- [EXERCISE DESCRIPTION]:
Give back exactly the lines running from the line with "Can you find the dark evergreen" to the end of the entries, and only those lines.

-- Opening Marker --

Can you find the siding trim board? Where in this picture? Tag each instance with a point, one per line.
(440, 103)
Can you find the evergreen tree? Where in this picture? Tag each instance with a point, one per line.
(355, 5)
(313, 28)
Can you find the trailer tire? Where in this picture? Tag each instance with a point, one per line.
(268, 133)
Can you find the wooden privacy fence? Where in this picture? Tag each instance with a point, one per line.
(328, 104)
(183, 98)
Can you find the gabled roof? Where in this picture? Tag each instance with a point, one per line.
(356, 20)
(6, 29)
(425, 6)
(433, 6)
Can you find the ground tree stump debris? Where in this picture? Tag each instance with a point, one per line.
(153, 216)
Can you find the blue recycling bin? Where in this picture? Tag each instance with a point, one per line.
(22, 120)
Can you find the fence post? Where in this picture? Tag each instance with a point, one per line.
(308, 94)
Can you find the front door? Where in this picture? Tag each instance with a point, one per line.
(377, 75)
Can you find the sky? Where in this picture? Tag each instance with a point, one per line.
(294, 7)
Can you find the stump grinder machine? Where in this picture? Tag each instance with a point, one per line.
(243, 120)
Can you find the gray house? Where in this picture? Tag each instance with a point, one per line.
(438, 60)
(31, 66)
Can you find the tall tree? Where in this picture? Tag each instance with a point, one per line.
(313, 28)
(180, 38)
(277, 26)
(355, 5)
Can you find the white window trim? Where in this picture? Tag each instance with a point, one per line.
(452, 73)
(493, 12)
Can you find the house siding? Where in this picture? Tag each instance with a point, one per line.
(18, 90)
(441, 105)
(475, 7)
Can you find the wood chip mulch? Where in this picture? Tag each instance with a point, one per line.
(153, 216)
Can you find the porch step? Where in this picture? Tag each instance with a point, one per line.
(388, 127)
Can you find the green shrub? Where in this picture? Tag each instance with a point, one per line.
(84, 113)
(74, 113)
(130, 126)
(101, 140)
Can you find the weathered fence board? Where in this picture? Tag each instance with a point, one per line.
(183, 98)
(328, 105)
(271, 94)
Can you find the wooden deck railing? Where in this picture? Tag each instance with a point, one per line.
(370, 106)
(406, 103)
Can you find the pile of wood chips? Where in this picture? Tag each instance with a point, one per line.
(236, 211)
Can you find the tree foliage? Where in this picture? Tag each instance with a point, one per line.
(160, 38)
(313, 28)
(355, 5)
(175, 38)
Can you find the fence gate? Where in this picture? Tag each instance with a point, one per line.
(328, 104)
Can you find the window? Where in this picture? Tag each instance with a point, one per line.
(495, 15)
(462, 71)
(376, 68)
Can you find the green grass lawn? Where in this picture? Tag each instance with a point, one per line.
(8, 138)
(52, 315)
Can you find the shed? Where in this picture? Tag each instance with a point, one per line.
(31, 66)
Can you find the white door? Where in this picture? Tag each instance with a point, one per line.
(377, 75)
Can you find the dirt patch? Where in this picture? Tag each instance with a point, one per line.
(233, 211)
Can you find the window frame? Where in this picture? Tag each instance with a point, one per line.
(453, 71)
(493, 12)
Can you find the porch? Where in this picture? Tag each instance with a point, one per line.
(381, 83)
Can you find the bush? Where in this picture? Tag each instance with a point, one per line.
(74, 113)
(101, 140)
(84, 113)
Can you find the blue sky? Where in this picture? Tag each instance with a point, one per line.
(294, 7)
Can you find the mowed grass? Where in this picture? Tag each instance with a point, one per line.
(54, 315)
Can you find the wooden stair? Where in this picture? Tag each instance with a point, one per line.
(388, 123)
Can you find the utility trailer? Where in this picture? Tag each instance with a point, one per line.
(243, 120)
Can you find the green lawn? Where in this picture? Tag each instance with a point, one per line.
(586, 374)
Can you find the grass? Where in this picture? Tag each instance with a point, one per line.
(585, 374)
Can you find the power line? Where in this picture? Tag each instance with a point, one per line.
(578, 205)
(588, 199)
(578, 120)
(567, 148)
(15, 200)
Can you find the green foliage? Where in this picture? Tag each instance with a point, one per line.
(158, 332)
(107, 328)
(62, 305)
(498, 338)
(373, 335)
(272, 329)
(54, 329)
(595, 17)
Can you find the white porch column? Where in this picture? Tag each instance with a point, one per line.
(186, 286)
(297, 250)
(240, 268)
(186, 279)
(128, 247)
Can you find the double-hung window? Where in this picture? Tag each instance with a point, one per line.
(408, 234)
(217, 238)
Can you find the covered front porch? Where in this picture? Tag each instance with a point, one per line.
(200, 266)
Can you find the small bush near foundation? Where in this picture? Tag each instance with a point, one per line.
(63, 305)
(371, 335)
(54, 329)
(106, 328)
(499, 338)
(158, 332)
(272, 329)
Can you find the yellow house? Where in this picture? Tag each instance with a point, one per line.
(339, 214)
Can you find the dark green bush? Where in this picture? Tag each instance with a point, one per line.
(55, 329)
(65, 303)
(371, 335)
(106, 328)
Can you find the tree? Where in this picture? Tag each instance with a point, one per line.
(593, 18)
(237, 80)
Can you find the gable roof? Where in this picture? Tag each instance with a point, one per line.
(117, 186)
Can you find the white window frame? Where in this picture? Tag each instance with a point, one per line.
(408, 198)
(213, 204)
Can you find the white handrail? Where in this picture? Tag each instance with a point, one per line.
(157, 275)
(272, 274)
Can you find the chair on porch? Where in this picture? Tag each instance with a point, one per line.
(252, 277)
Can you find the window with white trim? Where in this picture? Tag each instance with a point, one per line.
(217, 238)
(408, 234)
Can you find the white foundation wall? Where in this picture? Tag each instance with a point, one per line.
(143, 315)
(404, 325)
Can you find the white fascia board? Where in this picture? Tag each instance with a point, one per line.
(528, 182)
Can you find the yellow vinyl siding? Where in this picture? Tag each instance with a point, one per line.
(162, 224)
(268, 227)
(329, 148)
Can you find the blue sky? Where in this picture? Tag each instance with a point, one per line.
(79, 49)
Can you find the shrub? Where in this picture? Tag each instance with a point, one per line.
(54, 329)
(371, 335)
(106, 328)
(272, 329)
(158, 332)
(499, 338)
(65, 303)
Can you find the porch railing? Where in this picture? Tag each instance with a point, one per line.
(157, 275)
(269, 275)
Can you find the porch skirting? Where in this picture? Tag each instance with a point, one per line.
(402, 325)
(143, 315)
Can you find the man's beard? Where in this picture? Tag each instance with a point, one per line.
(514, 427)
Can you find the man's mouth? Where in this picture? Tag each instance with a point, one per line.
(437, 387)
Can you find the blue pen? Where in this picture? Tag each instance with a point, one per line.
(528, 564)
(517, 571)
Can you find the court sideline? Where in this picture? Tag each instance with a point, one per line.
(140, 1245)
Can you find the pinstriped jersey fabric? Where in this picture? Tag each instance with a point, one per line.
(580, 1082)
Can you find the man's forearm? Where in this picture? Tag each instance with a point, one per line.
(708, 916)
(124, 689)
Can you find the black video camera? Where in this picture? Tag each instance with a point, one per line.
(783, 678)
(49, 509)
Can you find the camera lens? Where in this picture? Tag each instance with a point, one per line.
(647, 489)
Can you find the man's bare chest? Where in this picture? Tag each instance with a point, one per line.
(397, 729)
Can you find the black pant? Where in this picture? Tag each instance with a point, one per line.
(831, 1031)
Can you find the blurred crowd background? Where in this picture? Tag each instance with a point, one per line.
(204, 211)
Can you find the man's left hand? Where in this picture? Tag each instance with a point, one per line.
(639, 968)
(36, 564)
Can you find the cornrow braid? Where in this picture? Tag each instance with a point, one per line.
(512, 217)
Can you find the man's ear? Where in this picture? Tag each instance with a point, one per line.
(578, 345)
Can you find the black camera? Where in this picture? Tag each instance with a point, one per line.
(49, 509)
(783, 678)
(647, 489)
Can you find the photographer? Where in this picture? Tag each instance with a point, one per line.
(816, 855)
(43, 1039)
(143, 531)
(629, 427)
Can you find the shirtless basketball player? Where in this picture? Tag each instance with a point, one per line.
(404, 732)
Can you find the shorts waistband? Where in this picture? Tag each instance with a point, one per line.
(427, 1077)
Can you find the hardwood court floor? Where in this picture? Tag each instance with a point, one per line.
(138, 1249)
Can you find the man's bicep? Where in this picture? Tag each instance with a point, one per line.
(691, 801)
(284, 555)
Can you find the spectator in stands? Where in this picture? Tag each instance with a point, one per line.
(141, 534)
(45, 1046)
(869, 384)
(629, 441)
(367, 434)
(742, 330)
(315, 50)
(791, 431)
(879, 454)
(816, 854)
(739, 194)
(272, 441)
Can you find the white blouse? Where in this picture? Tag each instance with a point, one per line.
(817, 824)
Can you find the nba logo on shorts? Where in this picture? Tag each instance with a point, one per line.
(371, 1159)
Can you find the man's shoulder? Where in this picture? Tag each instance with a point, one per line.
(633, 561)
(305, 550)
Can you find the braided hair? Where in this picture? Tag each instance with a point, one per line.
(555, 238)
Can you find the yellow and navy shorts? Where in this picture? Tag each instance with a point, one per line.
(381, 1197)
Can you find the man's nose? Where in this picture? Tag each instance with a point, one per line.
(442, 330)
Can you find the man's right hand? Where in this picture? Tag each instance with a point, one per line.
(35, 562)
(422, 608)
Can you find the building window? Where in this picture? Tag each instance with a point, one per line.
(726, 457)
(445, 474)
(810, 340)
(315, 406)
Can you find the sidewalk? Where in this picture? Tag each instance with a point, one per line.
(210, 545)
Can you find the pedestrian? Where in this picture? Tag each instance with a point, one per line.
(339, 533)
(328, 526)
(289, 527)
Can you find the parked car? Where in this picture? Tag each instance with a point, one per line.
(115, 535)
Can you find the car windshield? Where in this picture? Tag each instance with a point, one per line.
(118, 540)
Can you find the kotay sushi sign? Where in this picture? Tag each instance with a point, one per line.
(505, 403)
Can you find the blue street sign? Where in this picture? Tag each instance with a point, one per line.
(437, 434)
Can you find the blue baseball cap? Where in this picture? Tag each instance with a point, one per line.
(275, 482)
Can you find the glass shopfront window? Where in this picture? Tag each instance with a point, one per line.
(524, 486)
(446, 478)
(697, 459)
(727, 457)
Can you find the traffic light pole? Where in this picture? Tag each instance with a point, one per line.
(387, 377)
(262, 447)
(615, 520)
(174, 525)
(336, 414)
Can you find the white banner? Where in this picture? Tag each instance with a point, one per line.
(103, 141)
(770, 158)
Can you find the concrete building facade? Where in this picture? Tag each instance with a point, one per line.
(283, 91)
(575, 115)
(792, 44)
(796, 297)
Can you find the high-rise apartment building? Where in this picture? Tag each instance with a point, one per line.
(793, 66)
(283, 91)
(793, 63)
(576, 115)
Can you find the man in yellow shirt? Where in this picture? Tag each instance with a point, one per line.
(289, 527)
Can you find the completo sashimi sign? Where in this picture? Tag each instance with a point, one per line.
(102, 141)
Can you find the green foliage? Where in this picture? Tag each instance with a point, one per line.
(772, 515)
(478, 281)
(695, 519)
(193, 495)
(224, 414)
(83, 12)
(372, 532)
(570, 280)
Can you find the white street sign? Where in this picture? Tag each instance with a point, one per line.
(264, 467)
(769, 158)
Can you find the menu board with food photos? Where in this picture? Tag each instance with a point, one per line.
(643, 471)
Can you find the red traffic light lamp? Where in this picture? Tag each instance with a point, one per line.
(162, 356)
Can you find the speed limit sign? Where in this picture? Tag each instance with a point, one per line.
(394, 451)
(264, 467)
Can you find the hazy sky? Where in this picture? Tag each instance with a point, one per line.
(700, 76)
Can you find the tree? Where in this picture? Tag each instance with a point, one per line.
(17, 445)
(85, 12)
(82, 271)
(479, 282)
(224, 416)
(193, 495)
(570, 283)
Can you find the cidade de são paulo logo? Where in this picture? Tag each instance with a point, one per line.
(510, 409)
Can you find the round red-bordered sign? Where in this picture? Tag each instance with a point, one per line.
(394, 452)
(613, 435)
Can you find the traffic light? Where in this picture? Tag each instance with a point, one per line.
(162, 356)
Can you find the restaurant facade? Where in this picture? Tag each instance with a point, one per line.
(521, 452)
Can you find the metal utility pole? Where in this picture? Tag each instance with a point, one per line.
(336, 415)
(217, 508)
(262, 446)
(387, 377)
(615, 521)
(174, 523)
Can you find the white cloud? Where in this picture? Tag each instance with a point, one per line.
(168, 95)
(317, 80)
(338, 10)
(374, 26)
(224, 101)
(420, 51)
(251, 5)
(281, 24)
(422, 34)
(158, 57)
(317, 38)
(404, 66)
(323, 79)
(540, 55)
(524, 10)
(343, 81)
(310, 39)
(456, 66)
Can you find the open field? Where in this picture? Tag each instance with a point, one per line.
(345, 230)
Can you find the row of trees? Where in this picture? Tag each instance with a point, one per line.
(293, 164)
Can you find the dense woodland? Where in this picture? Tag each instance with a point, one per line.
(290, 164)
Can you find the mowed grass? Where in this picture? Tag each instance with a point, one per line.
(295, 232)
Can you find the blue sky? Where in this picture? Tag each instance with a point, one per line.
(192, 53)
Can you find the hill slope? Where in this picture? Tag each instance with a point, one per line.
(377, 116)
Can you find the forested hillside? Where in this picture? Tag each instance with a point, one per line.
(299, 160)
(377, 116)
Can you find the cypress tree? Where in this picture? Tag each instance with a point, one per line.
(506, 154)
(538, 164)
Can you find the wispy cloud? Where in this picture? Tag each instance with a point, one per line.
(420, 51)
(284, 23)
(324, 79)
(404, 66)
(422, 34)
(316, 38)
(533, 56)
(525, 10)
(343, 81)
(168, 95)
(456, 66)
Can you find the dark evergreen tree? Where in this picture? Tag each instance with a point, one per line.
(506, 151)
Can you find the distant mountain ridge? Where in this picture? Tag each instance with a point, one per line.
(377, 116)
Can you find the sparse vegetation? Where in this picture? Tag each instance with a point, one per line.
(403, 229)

-- Closing Marker --

- [EXERCISE ANSWER]:
Can you find the dark evergreen tree? Where in this picture? Tag each instance with a point, one per line.
(506, 151)
Can you find the distant mountain ridge? Where in this picture? Tag each instance with a point, one per line.
(377, 116)
Can you find the sparse vegetation? Where in this picture? Tag each instance with a point, one per line.
(403, 229)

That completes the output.